Dataset excerpts

┌──

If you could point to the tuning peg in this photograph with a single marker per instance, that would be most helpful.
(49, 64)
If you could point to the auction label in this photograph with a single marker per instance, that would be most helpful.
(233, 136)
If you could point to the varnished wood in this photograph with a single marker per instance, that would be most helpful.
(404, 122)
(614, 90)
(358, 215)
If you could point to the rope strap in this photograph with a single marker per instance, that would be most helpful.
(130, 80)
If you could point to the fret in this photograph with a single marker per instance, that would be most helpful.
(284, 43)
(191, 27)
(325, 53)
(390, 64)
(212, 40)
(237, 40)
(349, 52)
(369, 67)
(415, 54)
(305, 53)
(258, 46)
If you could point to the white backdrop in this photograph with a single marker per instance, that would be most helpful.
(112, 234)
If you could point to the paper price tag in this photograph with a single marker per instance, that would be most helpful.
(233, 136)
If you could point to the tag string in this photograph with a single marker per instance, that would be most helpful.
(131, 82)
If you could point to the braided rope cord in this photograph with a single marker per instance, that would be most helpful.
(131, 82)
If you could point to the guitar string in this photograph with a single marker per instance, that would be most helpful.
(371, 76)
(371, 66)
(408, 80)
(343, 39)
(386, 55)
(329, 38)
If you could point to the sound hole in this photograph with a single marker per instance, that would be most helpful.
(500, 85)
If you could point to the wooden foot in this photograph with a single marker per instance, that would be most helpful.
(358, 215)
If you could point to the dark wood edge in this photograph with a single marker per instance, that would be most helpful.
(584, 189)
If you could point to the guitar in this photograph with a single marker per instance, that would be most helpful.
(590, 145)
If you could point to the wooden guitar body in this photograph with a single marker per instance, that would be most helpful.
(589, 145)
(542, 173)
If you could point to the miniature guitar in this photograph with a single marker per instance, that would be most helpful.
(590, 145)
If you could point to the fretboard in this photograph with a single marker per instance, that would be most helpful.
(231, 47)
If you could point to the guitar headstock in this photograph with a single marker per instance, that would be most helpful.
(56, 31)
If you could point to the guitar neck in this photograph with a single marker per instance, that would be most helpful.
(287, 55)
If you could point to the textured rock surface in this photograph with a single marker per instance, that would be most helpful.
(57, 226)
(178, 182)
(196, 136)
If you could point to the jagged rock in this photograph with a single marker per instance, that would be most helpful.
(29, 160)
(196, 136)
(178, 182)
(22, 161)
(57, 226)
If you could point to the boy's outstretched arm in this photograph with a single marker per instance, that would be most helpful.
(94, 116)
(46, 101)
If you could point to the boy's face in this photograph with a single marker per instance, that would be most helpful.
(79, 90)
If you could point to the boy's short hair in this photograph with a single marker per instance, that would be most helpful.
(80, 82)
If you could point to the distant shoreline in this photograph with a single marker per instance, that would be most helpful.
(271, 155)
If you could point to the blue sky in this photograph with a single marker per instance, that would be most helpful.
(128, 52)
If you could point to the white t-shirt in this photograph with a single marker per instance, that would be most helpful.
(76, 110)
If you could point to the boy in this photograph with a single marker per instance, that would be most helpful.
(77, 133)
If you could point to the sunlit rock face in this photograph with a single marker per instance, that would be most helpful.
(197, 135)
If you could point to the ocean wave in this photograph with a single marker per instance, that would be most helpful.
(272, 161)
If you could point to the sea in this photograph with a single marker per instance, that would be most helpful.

└──

▶ **Prompt**
Would you output all the records above exactly as written?

▶ **Output**
If you could point to the tuning peg in this photograph with a single marker per instance, that would be most helpful.
(49, 64)
If you could point to the auction label in this photograph with a single marker per instance, that would be most helpful.
(233, 136)
If you could point to the varnished wood in this photograph with a single marker per instance, that would be most helpful.
(404, 122)
(614, 90)
(358, 215)
If you could point to the rope strap in this photograph with a single marker per instance, that would be most helpful.
(130, 80)
If you could point to the fret in this photograph with a single marker per instance, that would be most helpful.
(284, 43)
(191, 27)
(325, 53)
(390, 64)
(212, 40)
(237, 40)
(349, 52)
(369, 67)
(415, 54)
(305, 53)
(258, 46)
If you could point to the white backdrop in this photograph with a single marker per instance, that would be most helpful.
(112, 234)
If you could point to the paper price tag in this photograph with a single marker per instance, that would be most helpful.
(233, 136)
If you could point to the tag string in this photograph with a single marker per instance, that would be most helpful.
(131, 82)
If you could point to the braided rope cord in this photograph with a single marker per instance, that would be most helpful.
(131, 82)
If you could point to the guitar string in this photograph with a single marker per instance, that would be most helpful.
(371, 76)
(371, 66)
(408, 80)
(343, 39)
(386, 55)
(329, 38)
If you could point to the sound hole in this photograph with a single marker per instance, that would be most helpful.
(500, 85)
If you could point to the wooden foot in this photograph with a single marker per instance, that would be most helpful.
(358, 215)
If you could point to the dark wood edge in this photograph with a single marker per instance, that would be most helpful.
(584, 189)
If you could point to the guitar in this photograph with a single marker per instance, that would be most helpful.
(590, 145)
If you could point to the wooden guitar body in this photograph with a single marker per instance, that would be most helpful.
(589, 145)
(542, 173)
If you could point to the miniature guitar in this photograph with a single marker per instance, that would be most helpful.
(590, 145)
If you could point to the fretboard in this photograph with a single marker per instance, that would be most helpful.
(231, 47)
If you could point to the guitar headstock in this photograph with a single marker per instance, that would be most helpful.
(56, 31)
If you could point to the guitar neck in this photograph with a single marker per instance, that would be most helpful.
(287, 55)
If you could point to the textured rock surface in this photograph with a single marker per instance, that would be most helpful.
(57, 226)
(178, 182)
(196, 136)
If you could point to the jagged rock in this photograph with a single marker per instance, that would be most helpful.
(29, 160)
(196, 136)
(178, 182)
(22, 161)
(57, 226)
If you could point to the boy's outstretched arm in this photograph with a single marker per instance, that would be most helpful.
(94, 116)
(46, 101)
If you could point to the boy's face in this photograph with a single marker per instance, that would be most helpful.
(79, 90)
If you could point to the boy's short hair in this photograph with a single marker per instance, that would be most helpful.
(80, 82)
If you could point to the distant shoreline in this photograph with a single marker per instance, that would be most helpful.
(271, 155)
If you could point to the blue sky in this photograph with a single marker per instance, that would be most helpful.
(128, 52)
If you could point to the white t-shirt in this photograph with a single marker per instance, that would be most helpful.
(76, 110)
If you could point to the boy in this photograph with a single marker per instance, that would be most helpful.
(77, 133)
If you could point to the sunlit rock face in this photograph with a single marker per instance, that would be most helpful.
(197, 135)
If you could point to the ocean wave in this photograph with a single marker per instance, that would be most helpful.
(272, 161)
If you could point to the sea in this photograph with a single marker per instance, that would be most helpful.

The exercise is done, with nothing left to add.